**Instruction:**
From the items below, copy every line that contains the string "bridge".

______

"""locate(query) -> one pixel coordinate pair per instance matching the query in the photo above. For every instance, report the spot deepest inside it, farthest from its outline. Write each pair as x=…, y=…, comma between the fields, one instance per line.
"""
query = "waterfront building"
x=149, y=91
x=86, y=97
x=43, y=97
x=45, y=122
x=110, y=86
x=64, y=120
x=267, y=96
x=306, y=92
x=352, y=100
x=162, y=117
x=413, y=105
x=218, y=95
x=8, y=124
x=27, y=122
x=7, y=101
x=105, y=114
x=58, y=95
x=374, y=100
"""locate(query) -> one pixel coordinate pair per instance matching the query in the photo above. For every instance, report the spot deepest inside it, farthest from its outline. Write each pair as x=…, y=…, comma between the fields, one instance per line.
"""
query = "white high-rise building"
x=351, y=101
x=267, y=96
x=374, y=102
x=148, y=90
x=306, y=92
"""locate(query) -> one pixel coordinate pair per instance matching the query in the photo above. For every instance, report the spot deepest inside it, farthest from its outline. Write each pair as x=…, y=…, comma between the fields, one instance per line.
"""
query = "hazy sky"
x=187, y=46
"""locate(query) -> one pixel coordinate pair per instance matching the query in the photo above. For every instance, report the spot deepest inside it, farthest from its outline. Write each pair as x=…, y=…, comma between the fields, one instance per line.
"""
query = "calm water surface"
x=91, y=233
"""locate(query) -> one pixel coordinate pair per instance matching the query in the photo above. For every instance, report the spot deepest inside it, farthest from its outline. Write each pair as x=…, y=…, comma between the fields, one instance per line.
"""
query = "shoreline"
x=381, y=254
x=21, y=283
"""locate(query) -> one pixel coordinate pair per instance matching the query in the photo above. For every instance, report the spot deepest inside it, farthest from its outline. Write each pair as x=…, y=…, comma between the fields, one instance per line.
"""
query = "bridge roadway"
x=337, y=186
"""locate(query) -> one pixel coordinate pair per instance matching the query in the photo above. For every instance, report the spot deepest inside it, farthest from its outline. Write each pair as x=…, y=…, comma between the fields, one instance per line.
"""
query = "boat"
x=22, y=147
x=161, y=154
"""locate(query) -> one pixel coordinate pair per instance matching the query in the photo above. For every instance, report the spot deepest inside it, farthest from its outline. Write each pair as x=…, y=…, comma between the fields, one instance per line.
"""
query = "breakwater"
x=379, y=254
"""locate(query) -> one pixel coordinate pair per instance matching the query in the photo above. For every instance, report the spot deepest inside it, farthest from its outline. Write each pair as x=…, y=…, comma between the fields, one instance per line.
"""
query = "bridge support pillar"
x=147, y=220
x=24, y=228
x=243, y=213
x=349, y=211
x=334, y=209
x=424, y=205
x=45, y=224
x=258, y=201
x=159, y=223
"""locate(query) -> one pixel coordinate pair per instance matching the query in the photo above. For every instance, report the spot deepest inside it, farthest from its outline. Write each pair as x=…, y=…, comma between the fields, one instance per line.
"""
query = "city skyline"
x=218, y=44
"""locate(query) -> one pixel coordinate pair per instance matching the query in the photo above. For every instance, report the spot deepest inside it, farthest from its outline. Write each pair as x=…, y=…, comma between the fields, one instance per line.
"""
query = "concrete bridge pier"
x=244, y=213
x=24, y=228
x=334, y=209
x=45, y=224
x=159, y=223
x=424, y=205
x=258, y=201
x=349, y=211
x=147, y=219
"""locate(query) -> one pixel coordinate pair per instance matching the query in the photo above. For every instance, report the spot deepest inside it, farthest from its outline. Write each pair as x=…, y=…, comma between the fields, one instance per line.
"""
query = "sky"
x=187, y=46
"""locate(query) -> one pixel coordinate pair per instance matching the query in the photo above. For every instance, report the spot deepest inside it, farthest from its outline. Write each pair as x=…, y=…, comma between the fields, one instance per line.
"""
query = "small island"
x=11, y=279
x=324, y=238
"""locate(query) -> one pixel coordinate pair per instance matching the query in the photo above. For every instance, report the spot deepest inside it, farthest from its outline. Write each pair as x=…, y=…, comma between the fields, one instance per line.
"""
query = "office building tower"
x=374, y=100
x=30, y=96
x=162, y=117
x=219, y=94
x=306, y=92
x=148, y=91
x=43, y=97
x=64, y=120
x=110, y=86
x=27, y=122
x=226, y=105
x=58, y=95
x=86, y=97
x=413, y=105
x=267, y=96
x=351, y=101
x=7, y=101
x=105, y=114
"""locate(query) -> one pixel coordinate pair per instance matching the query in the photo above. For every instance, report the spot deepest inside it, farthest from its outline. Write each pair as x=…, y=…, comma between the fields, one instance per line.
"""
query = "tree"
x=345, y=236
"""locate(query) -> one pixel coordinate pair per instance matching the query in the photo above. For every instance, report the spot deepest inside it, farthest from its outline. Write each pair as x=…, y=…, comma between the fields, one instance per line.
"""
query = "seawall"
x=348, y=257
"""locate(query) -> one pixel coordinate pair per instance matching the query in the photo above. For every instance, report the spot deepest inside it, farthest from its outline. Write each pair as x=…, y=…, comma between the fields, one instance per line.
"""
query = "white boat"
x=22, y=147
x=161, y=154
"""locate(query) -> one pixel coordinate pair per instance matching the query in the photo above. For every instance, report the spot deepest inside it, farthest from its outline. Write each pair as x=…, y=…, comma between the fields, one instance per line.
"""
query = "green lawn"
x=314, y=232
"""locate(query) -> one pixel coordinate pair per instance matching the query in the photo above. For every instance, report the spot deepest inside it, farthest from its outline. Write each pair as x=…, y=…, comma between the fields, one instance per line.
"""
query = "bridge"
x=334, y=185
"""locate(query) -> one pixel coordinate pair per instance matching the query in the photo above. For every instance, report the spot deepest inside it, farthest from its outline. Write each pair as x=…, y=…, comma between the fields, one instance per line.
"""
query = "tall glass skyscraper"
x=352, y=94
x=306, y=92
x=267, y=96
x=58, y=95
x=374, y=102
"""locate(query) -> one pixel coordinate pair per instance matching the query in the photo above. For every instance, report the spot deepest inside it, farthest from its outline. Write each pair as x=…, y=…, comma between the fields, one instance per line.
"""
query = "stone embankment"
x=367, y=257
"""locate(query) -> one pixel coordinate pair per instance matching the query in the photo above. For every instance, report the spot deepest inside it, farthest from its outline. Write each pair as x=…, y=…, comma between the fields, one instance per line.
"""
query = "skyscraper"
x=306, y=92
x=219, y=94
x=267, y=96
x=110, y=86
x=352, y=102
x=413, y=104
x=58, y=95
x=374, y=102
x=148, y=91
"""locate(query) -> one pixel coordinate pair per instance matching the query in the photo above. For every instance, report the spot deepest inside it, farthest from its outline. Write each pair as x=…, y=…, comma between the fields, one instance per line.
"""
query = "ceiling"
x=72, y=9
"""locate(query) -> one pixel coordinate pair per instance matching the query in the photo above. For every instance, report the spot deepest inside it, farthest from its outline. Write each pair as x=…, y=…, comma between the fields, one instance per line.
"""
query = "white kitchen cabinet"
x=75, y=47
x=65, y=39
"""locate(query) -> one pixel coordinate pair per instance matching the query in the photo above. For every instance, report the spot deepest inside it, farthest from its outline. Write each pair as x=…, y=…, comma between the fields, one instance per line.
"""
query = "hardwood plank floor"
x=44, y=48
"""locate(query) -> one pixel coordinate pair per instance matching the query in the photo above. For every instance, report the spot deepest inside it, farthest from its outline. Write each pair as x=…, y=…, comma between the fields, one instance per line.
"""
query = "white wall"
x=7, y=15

______

**Output of the task:**
query = "bridge roadway"
query = "bridge support pillar"
query = "concrete bridge pier"
query = "bridge"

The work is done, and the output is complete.